Source text:

· · · · · · ·

June 8, 2021    •    2 min read

Clients, what is your cost of arbitration? What if your customers try to demand arbitration all at the same time? What if you had to pay the filing fees for that arbitration? Are you really saving money? Maybe traditional litigation or a class action suit is more efficient.


Recently, global retailing giant Amazon elected to do away with their arbitration clause after receiving 75,000 arbitration demands at once, costing the company a fortune. Due to the rise in sophisticated plaintiffs law firms armed with targeted marketing and case management technology, plaintiffs firms are now able to file mass arbitration demands for hundreds if not thousands of clients all at once. This tactic is being used by plaintiffs firms to force large companies into settlements who want to avoid paying high arbitration fees.

· · · · · · ·

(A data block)
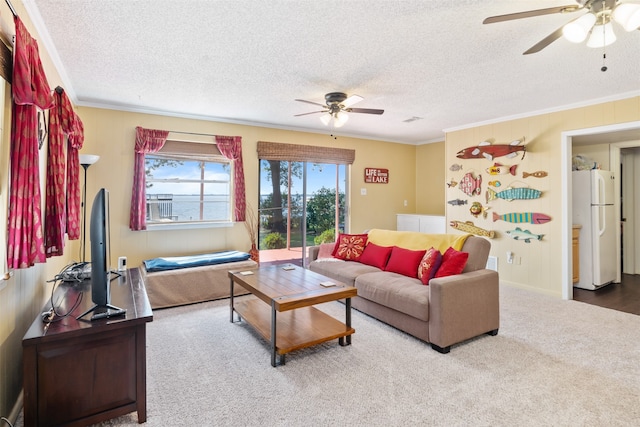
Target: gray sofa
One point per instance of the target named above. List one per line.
(450, 310)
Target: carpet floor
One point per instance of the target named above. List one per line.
(553, 363)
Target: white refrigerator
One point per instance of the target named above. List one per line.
(593, 209)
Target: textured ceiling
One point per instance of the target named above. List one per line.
(246, 61)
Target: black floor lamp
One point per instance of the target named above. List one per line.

· · · · · · ·

Request 1: Print the passage of the mass arbitration article above between "June 8, 2021" and "high arbitration fees.", inclusive.
Request 2: How many arbitration demands did Amazon receive at once, according to the mass arbitration article?

Written reply 1:
June 8, 2021    •    2 min read

Clients, what is your cost of arbitration? What if your customers try to demand arbitration all at the same time? What if you had to pay the filing fees for that arbitration? Are you really saving money? Maybe traditional litigation or a class action suit is more efficient.


Recently, global retailing giant Amazon elected to do away with their arbitration clause after receiving 75,000 arbitration demands at once, costing the company a fortune. Due to the rise in sophisticated plaintiffs law firms armed with targeted marketing and case management technology, plaintiffs firms are now able to file mass arbitration demands for hundreds if not thousands of clients all at once. This tactic is being used by plaintiffs firms to force large companies into settlements who want to avoid paying high arbitration fees.

Written reply 2: 75,000